__What you should do__.
Pull out every line in the rows below that contains the string "cluster". Match case, so a line counts only if its capitalization agrees.

__Data extract__.

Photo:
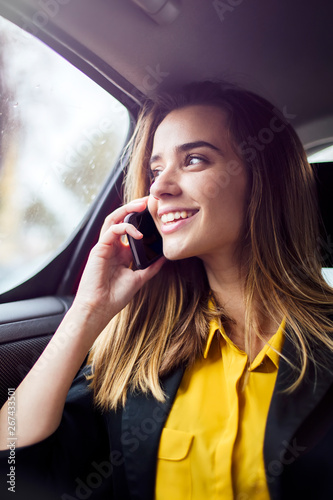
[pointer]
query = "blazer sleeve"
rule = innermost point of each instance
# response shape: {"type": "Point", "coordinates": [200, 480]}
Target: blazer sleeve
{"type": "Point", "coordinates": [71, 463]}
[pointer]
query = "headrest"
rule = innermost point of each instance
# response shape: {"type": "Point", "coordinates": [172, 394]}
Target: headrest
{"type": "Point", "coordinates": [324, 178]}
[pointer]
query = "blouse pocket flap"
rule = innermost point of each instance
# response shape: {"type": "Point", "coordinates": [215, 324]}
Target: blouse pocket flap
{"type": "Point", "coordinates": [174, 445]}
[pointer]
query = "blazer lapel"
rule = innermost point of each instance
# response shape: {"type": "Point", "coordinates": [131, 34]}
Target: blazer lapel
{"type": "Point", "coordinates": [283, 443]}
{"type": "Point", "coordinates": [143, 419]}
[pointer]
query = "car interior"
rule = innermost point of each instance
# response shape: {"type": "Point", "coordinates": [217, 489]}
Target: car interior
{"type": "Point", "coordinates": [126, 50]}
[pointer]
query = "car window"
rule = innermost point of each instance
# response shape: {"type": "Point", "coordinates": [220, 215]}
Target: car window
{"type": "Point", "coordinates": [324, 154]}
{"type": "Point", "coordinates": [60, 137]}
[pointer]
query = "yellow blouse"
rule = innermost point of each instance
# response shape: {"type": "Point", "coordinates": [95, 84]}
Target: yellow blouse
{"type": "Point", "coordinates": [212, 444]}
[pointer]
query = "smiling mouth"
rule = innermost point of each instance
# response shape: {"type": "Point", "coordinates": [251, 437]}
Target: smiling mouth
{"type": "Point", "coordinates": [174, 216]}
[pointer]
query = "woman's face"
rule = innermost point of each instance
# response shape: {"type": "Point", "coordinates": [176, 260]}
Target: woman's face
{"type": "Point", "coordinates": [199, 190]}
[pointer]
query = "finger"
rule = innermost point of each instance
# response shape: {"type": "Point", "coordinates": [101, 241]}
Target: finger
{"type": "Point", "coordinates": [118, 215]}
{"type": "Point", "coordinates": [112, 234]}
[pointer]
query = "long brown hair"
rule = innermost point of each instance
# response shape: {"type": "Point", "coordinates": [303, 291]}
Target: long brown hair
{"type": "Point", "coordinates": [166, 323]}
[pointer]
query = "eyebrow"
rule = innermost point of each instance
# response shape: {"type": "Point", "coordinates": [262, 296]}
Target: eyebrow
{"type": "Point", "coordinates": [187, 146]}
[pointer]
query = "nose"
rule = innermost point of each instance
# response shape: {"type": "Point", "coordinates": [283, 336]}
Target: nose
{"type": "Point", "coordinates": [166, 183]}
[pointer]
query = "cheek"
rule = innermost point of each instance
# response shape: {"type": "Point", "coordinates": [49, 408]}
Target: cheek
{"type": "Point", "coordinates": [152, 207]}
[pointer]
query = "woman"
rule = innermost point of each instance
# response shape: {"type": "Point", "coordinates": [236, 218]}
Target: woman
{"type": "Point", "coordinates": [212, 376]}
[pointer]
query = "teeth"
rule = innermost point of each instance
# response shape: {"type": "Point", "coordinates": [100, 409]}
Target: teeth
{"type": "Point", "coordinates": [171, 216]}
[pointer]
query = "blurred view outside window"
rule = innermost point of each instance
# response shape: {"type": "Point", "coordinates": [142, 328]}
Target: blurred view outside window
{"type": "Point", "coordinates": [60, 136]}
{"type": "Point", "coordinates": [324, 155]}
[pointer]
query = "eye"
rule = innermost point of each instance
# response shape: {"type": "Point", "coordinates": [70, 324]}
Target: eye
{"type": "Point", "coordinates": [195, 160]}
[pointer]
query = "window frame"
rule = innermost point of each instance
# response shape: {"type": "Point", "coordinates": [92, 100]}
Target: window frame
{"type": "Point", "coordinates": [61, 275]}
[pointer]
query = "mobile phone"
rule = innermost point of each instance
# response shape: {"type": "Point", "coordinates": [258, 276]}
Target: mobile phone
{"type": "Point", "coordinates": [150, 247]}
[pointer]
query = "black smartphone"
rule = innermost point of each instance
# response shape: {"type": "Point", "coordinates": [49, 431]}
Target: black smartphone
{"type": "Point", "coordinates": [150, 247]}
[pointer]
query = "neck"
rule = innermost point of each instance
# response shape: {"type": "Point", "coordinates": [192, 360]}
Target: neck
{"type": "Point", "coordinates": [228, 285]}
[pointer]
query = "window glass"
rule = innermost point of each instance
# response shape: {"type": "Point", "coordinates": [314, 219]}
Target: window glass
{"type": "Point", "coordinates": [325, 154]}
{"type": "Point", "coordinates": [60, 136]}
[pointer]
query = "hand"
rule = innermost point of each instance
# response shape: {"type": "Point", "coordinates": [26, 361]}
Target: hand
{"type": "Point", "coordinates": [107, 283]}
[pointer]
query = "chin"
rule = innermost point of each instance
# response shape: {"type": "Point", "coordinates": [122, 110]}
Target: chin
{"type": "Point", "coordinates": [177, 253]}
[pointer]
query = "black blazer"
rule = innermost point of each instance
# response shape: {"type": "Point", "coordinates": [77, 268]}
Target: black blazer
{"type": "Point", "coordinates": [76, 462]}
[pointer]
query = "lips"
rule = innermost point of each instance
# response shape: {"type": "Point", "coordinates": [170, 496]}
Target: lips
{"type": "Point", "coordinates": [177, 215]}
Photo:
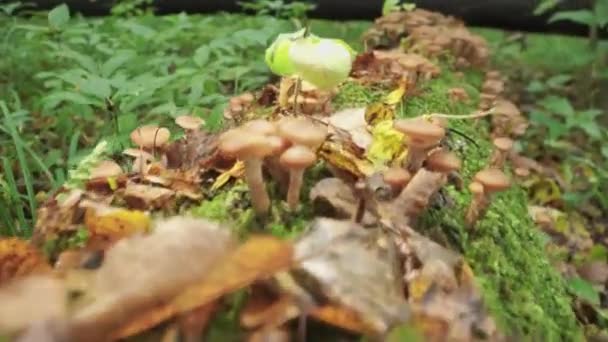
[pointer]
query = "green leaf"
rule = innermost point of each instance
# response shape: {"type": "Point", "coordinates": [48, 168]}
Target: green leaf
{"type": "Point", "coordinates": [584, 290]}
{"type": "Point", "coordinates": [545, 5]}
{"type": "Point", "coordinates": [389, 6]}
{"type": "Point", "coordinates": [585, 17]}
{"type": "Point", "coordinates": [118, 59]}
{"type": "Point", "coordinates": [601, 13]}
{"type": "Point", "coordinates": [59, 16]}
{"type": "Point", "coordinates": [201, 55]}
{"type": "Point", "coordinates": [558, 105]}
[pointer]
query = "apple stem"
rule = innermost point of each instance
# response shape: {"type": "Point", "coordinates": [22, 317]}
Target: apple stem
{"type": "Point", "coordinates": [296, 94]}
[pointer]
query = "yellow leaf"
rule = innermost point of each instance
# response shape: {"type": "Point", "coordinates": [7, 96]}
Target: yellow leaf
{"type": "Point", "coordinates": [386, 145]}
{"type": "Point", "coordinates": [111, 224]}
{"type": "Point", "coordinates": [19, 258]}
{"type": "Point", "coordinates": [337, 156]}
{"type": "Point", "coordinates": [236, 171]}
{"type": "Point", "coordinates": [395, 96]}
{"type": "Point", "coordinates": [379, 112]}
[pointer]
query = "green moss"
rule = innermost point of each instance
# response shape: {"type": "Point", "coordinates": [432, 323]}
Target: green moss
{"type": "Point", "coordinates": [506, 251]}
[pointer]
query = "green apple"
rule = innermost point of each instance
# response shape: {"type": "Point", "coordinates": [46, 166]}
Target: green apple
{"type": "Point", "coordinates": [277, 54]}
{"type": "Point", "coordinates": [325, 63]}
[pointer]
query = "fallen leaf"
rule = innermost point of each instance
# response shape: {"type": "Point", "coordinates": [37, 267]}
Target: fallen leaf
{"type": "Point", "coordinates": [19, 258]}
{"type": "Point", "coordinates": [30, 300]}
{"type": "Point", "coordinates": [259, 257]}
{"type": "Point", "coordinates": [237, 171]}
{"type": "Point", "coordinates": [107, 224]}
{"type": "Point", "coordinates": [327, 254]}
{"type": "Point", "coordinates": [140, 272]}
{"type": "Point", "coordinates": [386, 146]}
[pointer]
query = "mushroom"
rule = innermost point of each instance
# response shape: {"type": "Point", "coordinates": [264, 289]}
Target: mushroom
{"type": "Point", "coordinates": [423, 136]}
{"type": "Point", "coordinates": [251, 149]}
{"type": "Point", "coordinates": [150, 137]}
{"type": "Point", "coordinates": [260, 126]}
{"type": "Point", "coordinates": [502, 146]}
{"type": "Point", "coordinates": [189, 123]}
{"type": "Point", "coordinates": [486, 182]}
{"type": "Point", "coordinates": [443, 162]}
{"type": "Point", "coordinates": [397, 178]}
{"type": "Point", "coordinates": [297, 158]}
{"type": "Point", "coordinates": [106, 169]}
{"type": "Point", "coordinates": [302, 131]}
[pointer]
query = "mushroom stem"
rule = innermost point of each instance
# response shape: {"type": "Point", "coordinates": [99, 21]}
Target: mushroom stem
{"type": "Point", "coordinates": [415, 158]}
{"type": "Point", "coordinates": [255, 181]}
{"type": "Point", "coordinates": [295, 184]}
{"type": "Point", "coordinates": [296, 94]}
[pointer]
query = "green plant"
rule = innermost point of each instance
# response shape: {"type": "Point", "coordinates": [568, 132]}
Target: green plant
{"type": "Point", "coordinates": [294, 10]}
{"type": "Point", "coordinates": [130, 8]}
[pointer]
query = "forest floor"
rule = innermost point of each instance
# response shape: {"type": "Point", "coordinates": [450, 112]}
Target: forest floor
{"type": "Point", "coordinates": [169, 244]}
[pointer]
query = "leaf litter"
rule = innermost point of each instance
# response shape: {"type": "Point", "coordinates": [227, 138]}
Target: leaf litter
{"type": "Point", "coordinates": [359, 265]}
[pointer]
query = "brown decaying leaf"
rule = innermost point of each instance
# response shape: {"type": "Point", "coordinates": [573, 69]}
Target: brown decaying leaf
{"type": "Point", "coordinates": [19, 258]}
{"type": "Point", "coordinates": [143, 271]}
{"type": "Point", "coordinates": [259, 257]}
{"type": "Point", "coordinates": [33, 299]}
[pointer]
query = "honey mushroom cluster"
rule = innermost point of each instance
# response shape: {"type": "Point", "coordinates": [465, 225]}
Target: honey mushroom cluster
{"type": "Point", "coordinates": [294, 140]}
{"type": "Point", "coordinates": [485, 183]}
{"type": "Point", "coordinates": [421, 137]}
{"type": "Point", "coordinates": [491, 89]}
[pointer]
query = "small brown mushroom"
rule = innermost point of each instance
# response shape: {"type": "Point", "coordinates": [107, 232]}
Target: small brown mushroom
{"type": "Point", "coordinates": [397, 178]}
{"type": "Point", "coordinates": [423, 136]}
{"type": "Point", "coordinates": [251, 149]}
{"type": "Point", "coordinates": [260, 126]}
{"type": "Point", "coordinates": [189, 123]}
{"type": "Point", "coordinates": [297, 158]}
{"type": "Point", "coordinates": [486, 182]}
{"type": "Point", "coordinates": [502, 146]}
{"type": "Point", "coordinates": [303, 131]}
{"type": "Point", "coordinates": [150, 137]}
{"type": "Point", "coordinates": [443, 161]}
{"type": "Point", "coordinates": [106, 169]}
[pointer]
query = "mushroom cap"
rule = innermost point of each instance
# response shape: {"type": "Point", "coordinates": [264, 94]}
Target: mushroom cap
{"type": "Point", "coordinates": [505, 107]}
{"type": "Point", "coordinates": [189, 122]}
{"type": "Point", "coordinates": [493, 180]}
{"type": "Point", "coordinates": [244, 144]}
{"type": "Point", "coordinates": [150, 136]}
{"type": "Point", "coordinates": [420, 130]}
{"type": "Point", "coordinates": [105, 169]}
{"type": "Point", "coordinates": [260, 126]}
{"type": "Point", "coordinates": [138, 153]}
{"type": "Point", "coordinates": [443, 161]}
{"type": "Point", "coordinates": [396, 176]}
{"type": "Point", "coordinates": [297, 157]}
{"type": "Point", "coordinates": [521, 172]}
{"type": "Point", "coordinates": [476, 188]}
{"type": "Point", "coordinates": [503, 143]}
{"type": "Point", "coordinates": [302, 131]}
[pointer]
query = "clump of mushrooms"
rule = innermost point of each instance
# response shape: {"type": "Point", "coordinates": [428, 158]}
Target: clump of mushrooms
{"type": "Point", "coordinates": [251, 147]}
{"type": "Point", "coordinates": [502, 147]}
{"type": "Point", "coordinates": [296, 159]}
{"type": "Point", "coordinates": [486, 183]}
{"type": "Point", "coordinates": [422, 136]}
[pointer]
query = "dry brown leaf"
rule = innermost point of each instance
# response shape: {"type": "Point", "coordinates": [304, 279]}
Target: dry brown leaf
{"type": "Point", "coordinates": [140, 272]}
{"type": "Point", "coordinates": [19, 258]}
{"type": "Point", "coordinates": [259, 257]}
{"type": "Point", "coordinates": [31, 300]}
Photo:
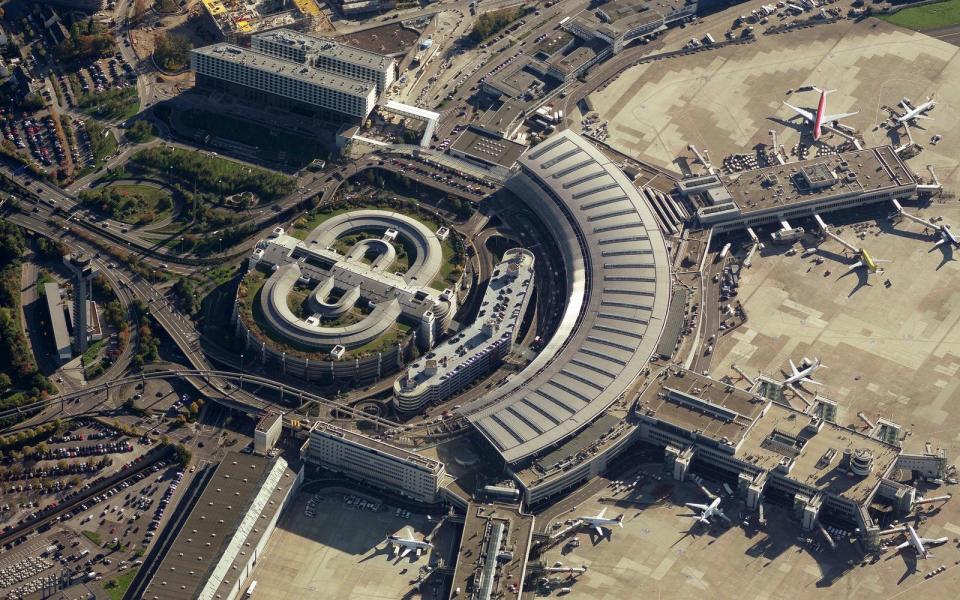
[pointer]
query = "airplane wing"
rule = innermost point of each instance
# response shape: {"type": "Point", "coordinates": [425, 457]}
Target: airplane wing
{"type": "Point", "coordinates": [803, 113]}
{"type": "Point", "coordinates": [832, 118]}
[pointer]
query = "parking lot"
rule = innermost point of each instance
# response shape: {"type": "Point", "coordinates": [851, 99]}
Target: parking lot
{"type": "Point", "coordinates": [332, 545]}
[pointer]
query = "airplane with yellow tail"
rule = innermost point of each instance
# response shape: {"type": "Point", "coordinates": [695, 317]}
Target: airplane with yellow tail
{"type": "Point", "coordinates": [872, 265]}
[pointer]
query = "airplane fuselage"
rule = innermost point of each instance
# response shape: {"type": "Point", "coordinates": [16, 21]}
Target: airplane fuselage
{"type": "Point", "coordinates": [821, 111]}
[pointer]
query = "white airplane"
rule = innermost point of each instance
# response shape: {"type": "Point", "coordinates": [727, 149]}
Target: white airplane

__Task result__.
query = "honey mushroom cluster"
Target: honey mushroom cluster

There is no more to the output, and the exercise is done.